__TEXTE__:

Rude bataille judiciaire
En 2005, Kokopelli est assignée devant les tribunaux par la société Graines Baumaux, près de Nancy, pour « concurrence déloyale ». L’entreprise prétend que l’activité de Kokopelli, dont les semences ne sont pas inscrites au catalogue officiel à la différence des siennes, lui causerait un préjudice. Le procès, favorable en première instance à Baumaux (janvier 2008), est actuellement en appel au tribunal de Nancy. En février 2011, Kokopelli obtient de la cour d’appel une saisine de la Cour de justice de l’Union européenne (CJUE).
La Cour de justice européenne doit répondre à une question : les directives européennes sur le commerce des semences potagères sont-elles bien compatibles avec les principes fondamentaux qui régissent le droit européen comme la préservation de la biodiversité, le libre-échange ou la liberté d’entreprise ? Le 19 janvier dernier, l’avocate générale, Juliane Kokott, rend publiques ses conclusions. Elle donne raison à Kokopelli (lire notre article). La disposition qui interdit de commercialiser des semences d’une variété dont il n’est pas établi qu’elle est distincte, stable et suffisamment homogène, est jugée invalide. « Pour bon nombre de « variétés anciennes », ces preuves ne peuvent pas être apportées », constate l’avocate générale. Elle demande donc aux juges européens de se positionner pour déterminer si cette restriction aux échanges de semences sont vraiment justifiés.
La biodiversité sacrifiée sur l’autel de la productivité
Malheureusement pour Kokopelli, le 12 juillet 2012, les juges européens décident de ne pas suivre les conclusions de l’avocate générale. Pour la Cour de justice, l’établissement de règles unifiées est la garantie « d’assurer une productivité accrue (…) conformément aux objectifs de la politique agricole commune ». [1]
Extrait de l’arrêt page 14
Par cet arrêt, la cour consacre « le paradigme productiviste », dénonce Kokopelli, au détriment de la commercialisation des semences de variétés anciennes. « Ces semences [standardisées] sont incapables de s’adapter à l’amplification des changements climatiques, pointe le Réseau semences paysannes dans un communiqué. Elles imposent toujours plus d’engrais et de pesticides chimiques qui nous empoisonnent, détruisent l’environnement et la biodiversité sauvage et font apparaître des pathogènes toujours plus virulents. »

__CONSIGNE A__: Retranscrivez à l'identique les enregistrements en commençant par leur première ligne et en terminant par celle qui contient "<point>485,248</point>", ces deux lignes comprises. N'incluez pas les images dans votre réponse.
Le texte et les enregistrements proviennent de sources distinctes.

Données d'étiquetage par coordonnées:
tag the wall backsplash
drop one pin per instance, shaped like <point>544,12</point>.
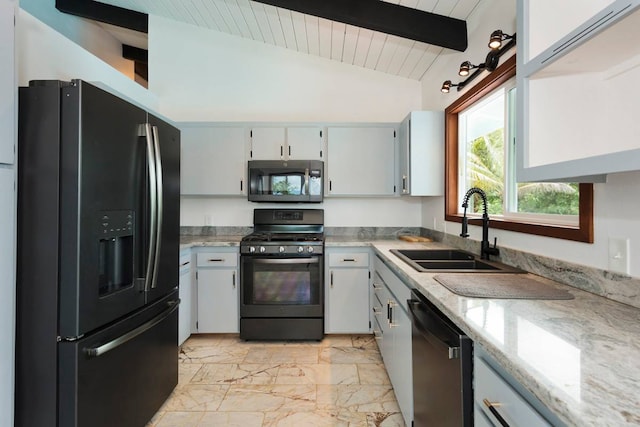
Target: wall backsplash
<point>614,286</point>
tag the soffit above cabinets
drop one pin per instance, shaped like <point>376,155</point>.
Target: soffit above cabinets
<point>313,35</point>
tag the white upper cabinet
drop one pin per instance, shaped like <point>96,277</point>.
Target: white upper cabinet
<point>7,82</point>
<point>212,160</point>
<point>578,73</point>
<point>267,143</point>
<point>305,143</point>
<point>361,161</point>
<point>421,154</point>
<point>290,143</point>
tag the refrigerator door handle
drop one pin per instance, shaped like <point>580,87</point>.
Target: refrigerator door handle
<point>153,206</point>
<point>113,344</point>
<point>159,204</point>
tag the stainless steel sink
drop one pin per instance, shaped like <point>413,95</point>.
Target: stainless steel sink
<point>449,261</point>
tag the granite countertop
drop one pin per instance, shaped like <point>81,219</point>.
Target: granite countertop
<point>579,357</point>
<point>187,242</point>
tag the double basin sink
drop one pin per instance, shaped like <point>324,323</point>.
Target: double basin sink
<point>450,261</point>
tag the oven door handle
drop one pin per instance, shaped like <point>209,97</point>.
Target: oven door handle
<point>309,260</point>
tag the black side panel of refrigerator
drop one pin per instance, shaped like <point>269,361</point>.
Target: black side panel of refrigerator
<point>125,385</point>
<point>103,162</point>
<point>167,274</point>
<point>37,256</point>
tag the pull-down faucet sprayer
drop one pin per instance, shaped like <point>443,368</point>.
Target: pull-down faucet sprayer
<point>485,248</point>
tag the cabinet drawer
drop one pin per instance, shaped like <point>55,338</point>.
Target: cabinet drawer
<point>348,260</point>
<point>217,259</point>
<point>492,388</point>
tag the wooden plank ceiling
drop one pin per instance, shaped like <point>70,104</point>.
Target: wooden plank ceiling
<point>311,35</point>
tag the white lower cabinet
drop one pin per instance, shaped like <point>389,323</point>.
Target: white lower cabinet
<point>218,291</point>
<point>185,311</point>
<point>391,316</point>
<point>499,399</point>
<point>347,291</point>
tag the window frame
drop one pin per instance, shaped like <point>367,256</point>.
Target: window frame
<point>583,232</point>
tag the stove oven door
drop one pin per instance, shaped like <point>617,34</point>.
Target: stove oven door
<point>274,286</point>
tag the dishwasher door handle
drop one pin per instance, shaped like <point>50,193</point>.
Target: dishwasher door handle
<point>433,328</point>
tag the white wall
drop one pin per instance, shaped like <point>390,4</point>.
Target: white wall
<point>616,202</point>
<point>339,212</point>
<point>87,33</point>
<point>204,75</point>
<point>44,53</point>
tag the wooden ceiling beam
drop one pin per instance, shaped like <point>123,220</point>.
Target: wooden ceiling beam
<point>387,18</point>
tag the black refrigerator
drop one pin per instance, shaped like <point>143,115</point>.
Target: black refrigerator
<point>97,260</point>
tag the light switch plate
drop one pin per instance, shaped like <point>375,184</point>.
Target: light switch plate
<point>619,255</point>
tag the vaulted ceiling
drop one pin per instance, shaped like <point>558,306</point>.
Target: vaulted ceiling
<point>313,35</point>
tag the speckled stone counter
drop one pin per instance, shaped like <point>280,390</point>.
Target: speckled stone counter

__CONSIGNE B__: Reprenez le texte sur le procès de Kokopelli au sujet des semences et poursuivez-le après sa dernière phrase.

__RÉPONSE A__:
tag the wall backsplash
drop one pin per instance, shaped like <point>544,12</point>.
Target: wall backsplash
<point>614,286</point>
tag the soffit above cabinets
drop one pin per instance, shaped like <point>376,155</point>.
Target: soffit above cabinets
<point>313,35</point>
tag the white upper cabinet
drop one pin per instance, shaped like <point>96,277</point>.
Target: white upper cabinet
<point>7,82</point>
<point>212,160</point>
<point>578,73</point>
<point>267,143</point>
<point>305,143</point>
<point>361,161</point>
<point>421,154</point>
<point>290,143</point>
tag the refrigerator door handle
drop one pin per instance, shaped like <point>580,87</point>.
Target: refrigerator door handle
<point>153,206</point>
<point>113,344</point>
<point>159,204</point>
tag the stainless steel sink
drop one pin per instance, shaped like <point>413,95</point>.
Target: stainless steel sink
<point>449,261</point>
tag the granite countertop
drop one pin per instance, shaped like <point>81,219</point>.
Target: granite countertop
<point>579,357</point>
<point>187,242</point>
tag the double basin sink
drop one pin per instance, shaped like <point>324,323</point>.
Target: double basin sink
<point>450,261</point>
tag the oven door handle
drop one pin per instance, shaped like <point>209,97</point>.
Target: oven door handle
<point>309,260</point>
tag the black side panel of refrigerator
drop one pin per instance, shaped like <point>269,361</point>.
Target: black side panel of refrigerator
<point>125,385</point>
<point>103,162</point>
<point>167,274</point>
<point>37,256</point>
tag the pull-down faucet sprayer
drop one pin per instance, shaped like <point>443,368</point>.
Target: pull-down faucet sprayer
<point>485,248</point>

__RÉPONSE B__:
Une cour de justice sous influence des lobbies semenciers ?
Dans les 20 pages de son arrêt, la cour qualifie à deux reprises les semences anciennes de « potentiellement nuisibles ». Rien n’est dit en revanche sur les semences enrobées de pesticides Cruiser ou Gaucho, inscrites au catalogue. Faut-il y voir le résultat des pressions de certains lobbies semenciers ? Ceux-ci ont pris soin, durant la procédure, de faire connaître à la cour leur désaccord avec l’avis de l’avocate générale.
C’est le cas notamment d’European Seed Association (ESA), très active dans les couloirs de Bruxelles pour affaiblir la directive européenne sur l’étiquetage des semences OGM. Elle a fait parvenir un courrier aux juges en février 2012 pour exprimer « ses préoccupations socio-économiques » [2]. L’ESA s’est également empressée de publier un communiqué suite à l’arrêt pour marquer sa totale convergence de vues avec la Cour européenne de justice…
Un autre catalogue pour les variétés anciennes ?
Autre possibilité, expliquent les juges européens dans l’arrêt : Kokopelli pourrait inscrire ses semences anciennes dans un catalogue annexe, pour les variétés dites « de conservation ». Une proposition qui n’est pas jugée satisfaisante : ce registre reste limité aux variétés anciennes produites à de très faibles volumes et obéissant là encore aux critères d’homogénéité et de stabilité. « Il faut également faire la démonstration que la variété est menacée d’érosion génétique, ce qui n’est pas une mince affaire », ajoute l’avocate de Kokopelli. « En deux ans et demi d’existence de ce nouveau catalogue, moins de dix variétés françaises y ont été enregistrées : n’est-ce pas la preuve de son échec ? », interroge le Réseau semences paysannes.
Le dossier revient maintenant devant la cour d’appel de Nancy. L’appréciation des juges européens n’augure rien de bon pour Kokopelli. La société Graines Baumaux demande à ce que l’association soit condamnée à lui payer 100 000 euros de dommages-intérêts, ainsi que la cessation de toutes ses activités. « L’étau se resserre, s’inquiète l’avocate de Kokopelli. Cette jurisprudence européenne qui vous dit que l’objectif d’une productivité accrue justifie tout y compris la dégradation de la biodiversité, est un mauvais signe pour les développements futurs de la législation. »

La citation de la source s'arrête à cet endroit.